RECORDS FOR THE TASK -
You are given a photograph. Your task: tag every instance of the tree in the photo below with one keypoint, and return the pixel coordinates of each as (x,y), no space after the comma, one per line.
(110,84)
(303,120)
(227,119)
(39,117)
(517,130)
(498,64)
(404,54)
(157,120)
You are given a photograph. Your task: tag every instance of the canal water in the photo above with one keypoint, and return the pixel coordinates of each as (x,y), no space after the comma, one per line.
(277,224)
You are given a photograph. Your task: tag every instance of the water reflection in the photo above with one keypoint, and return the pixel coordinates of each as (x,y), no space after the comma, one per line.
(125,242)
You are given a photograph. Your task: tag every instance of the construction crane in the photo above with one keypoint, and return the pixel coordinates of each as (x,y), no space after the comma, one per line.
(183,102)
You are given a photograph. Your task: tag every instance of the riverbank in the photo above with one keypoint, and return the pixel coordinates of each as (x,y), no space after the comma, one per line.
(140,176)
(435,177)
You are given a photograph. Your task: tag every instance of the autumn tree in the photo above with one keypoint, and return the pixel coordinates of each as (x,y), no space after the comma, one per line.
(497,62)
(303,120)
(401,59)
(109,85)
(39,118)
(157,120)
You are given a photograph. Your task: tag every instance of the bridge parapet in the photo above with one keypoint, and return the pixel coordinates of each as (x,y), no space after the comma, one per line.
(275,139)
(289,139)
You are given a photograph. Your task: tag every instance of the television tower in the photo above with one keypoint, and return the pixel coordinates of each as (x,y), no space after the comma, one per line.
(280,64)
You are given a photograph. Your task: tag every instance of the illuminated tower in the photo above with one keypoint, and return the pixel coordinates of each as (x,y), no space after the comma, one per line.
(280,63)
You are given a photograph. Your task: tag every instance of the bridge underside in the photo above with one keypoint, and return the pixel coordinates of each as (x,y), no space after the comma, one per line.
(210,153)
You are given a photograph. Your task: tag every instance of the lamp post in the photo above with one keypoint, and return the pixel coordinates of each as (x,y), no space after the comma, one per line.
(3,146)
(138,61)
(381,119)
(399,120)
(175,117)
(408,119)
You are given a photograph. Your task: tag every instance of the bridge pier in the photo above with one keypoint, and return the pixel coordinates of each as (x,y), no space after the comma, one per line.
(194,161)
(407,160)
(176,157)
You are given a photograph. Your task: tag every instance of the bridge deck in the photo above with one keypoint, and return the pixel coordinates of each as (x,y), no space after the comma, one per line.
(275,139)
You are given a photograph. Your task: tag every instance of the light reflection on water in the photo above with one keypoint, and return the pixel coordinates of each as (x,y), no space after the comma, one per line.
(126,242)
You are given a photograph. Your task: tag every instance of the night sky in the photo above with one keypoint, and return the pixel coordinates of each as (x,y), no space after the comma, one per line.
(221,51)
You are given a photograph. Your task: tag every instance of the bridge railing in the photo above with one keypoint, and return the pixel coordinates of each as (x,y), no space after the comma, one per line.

THE REQUEST - Please quote the data above in full, with no line missing.

TASK RESPONSE -
You are given a photograph. Your task: tag every instance of the tree in the photo below with one keypoint, and return the pixel coordinates of each as (x,y), no space after the comma, one per line.
(110,84)
(303,120)
(227,119)
(39,117)
(517,130)
(498,64)
(404,54)
(157,120)
You are given a photograph. Your task: tag every instance of the canal water in the photo above with one keypoint, and return the pixel coordinates of each as (x,y), no space after the comma, one per line.
(277,224)
You are given a photograph. Your task: tag every instance of the water reflection in the photo above with one keypoint, and return the pixel coordinates of each as (x,y), no space after the comma, one per line.
(125,242)
You are given a photograph. Your task: tag every instance of the construction crane in the photo above with one keypoint, and return the pixel coordinates of each as (x,y), no space after the comma, one per line.
(183,102)
You are given a photograph. Your task: tag every instance of the riverbank in the photo above with one keypoint, and return the pixel coordinates of each as (x,y), no space after the comma, one per line.
(140,176)
(435,177)
You are given a photograph. Your task: tag every instance of the autumn tree in the photo above with one keypoint, and return the pixel coordinates of each as (x,y), no space after the comma, one per line.
(497,62)
(303,120)
(401,59)
(109,85)
(39,118)
(157,120)
You are given a photograph. Your task: tag every instance of the bridge parapet in the photo above with one keypoint, and return the pixel coordinates of each as (x,y), no space after the comma, one per line.
(275,139)
(289,139)
You are given a photograph. Your task: tag every instance of the television tower in the photo above with one keypoint, and return the pixel coordinates of each as (x,y), no space after the comma, one per line.
(280,64)
You are given a photograph. Your task: tag every instance of the illuminated tower in the photo above with one keypoint, and return the pixel coordinates of each as (x,y), no space after the comma, one per line.
(280,63)
You are given a photograph. Your task: tag every instance of the bridge underside in the photo above with one keypoint, and return the pixel coordinates of each as (x,y), no space after the comma, one per line.
(210,153)
You are given a photograph. Your task: tag every instance of the lamp post in the photo above with one keypoint, and return the pixel coordinates of each as (x,y), no space after the comma, one per line.
(3,146)
(138,61)
(381,119)
(399,120)
(175,117)
(408,119)
You are given a photograph. Your task: tag every instance of the bridge pier in the photo above with one keypoint, and return the pixel coordinates of each as (x,y), no space after the comma, one per line.
(194,161)
(407,160)
(176,157)
You are given a photograph. Your task: tag every instance of the bridge deck in the photo above with one keypoint, and return the pixel coordinates of each as (x,y), no space after the comma, one per line.
(275,139)
You are given a photograph. Your task: tag every instance of the light reflection on water in the photo above with one keypoint, and return the pixel coordinates of each as (x,y), no space after the comma, one per line.
(126,242)
You are given a photograph. Your task: tag every instance of the night sky in the photo above with one keypoint, and return the pixel coordinates of each as (x,y), no space after the comma, one per line.
(221,51)
You are given a photograph. Your task: tag every instance of the bridge railing in the photo above with one keypoint, and return the pixel coordinates of each as (x,y), no space after the comma, one per line.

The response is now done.